*WORK TO COMPLETE:* Lay out the items as a two-column CSV with the columns "prompt" and "response", one row per item holding its text and its answer, each in a single quoted field with line breaks replaced by spaces. Include only the items starting with the line containing "If you could indicate the reflection" and going on through the line containing "point(649, 286)".

>>>>

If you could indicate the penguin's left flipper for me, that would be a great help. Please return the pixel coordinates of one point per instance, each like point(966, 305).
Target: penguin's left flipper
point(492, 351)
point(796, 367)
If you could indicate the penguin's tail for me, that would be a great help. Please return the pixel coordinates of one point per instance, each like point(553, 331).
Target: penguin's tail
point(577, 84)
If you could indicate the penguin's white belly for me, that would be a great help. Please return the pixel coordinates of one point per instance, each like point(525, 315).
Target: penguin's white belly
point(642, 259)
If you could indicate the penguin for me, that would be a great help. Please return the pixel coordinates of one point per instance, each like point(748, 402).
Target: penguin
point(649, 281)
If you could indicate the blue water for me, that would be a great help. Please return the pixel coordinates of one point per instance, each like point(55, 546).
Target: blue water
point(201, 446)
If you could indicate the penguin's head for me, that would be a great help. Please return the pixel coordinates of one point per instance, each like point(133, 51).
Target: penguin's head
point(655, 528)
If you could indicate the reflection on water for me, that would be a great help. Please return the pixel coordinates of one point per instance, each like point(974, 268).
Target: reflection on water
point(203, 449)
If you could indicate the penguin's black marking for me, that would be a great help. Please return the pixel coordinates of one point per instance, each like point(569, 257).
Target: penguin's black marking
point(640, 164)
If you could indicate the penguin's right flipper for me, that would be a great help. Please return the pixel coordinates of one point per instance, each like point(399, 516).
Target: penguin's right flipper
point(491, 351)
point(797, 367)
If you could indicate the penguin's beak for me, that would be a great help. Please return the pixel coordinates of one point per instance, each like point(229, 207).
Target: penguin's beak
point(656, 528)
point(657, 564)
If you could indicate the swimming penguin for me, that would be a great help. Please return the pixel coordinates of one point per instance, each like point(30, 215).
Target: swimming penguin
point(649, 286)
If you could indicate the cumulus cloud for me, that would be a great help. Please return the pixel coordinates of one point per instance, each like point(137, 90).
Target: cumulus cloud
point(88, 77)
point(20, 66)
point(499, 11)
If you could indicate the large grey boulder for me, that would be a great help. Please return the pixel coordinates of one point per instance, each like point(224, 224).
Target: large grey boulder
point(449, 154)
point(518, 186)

<<<<

*SOLUTION:*
prompt,response
"If you could indicate the reflection on water for me, that would be a great help. Please return the pixel coordinates of one point per instance, each like point(974, 268). Target: reflection on water","point(203, 449)"
"If you could indicate the penguin's black marking for me, that would be a great help. Please return the pixel coordinates of one point per instance, each like point(569, 257). Target: penguin's black marking","point(640, 164)"
"If you could indicate the penguin's right flipper for me, that would be a great help. Please return the pixel coordinates of one point per instance, each like point(399, 516). Target: penguin's right flipper","point(491, 351) point(797, 367)"
"If you could indicate the penguin's beak for me, that would be a great help. Please return the pixel coordinates of one point per instance, each like point(229, 207). Target: penguin's beak","point(656, 528) point(657, 564)"
"If you could indicate the swimming penguin for me, that would be a great help. Please return the pixel coordinates of one point per instance, each like point(30, 215). Target: swimming penguin","point(649, 286)"